### Brano del documento:
§

Il senso di autoefficacia che gli studenti sviluppano è fortemente legato alle convinzioni che costruiscono su cosa significhi “essere bravi in matematica”, ovvero quelle che in letteratura vengono chiamate teorie del successo. Per esempio:
  • “Essere bravi in matematica vuol dire essere veloci e arrivare alla fine dell’esercizio senza fare errori.”
  • “Essere veloce a finire un esercizio …e non prendere tempo per pensare!”
  • “Non fare errori e… arrivare in fondo” (il processo non ha alcuna importanza!)
Questi aspetti emergono molto spesso dai temi degli studenti, già nella prima classe di scuola secondaria di primo grado. Ad esempio, riportiamo alcuni estratti tratti dalle classi sperimentali:
«… Dalla terza alla quarta è continuata a piacermi [la matematica] anche se ero lentina. In lockdown le insegnanti ci avevano divise in tre gruppi […] a me non andava giù il fatto di essere con i medi, quindi mi sono impegnata il triplo per arrivare al livello alto».

§

### Consegne:
1. Stampa per intero il brano sull'autoefficacia in matematica, senza cambiare nulla.
2. Riporta tali e quali le righe dei record: comincia da quella che contiene "Point to the man's" e fermati dopo l'ultima riga dei record, con entrambi gli estremi compresi.
Il brano e i record vengono da fonti diverse.

§

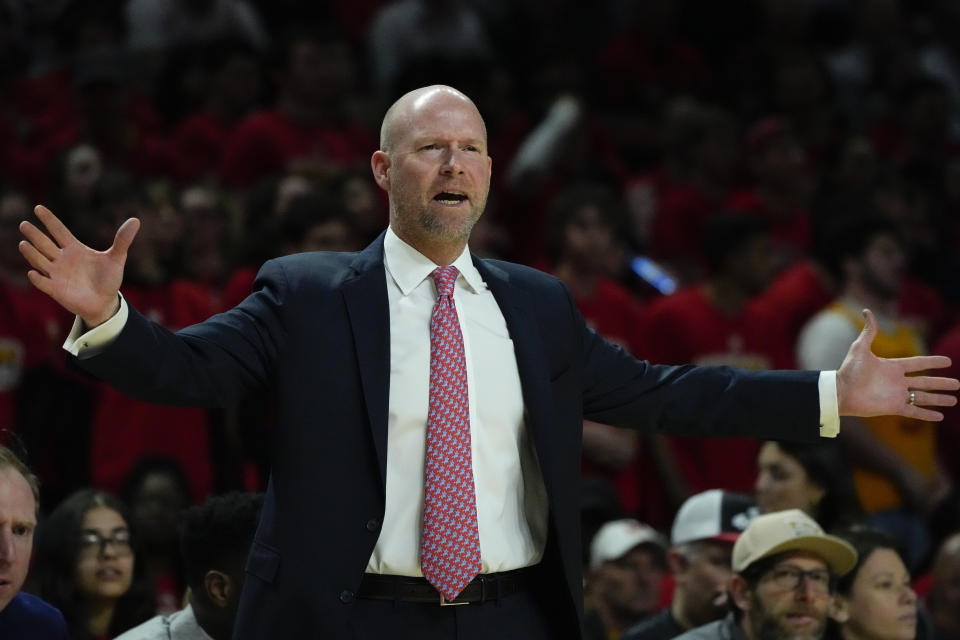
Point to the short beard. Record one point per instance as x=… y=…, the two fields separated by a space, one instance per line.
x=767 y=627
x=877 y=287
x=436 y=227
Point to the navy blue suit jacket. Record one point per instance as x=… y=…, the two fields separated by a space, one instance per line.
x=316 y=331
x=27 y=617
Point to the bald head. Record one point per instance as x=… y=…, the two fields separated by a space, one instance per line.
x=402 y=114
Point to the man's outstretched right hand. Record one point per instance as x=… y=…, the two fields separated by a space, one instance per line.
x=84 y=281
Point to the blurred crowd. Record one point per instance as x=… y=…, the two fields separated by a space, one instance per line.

§

### Soluzioni:
1.
Il senso di autoefficacia che gli studenti sviluppano è fortemente legato alle convinzioni che costruiscono su cosa significhi “essere bravi in matematica”, ovvero quelle che in letteratura vengono chiamate teorie del successo. Per esempio:
  • “Essere bravi in matematica vuol dire essere veloci e arrivare alla fine dell’esercizio senza fare errori.”
  • “Essere veloce a finire un esercizio …e non prendere tempo per pensare!”
  • “Non fare errori e… arrivare in fondo” (il processo non ha alcuna importanza!)
Questi aspetti emergono molto spesso dai temi degli studenti, già nella prima classe di scuola secondaria di primo grado. Ad esempio, riportiamo alcuni estratti tratti dalle classi sperimentali:
«… Dalla terza alla quarta è continuata a piacermi [la matematica] anche se ero lentina. In lockdown le insegnanti ci avevano divise in tre gruppi […] a me non andava giù il fatto di essere con i medi, quindi mi sono impegnata il triplo per arrivare al livello alto».

2.
Point to the man's outstretched right hand. Record one point per instance as x=… y=…, the two fields separated by a space, one instance per line.
x=84 y=281
Point to the blurred crowd. Record one point per instance as x=… y=…, the two fields separated by a space, one instance per line.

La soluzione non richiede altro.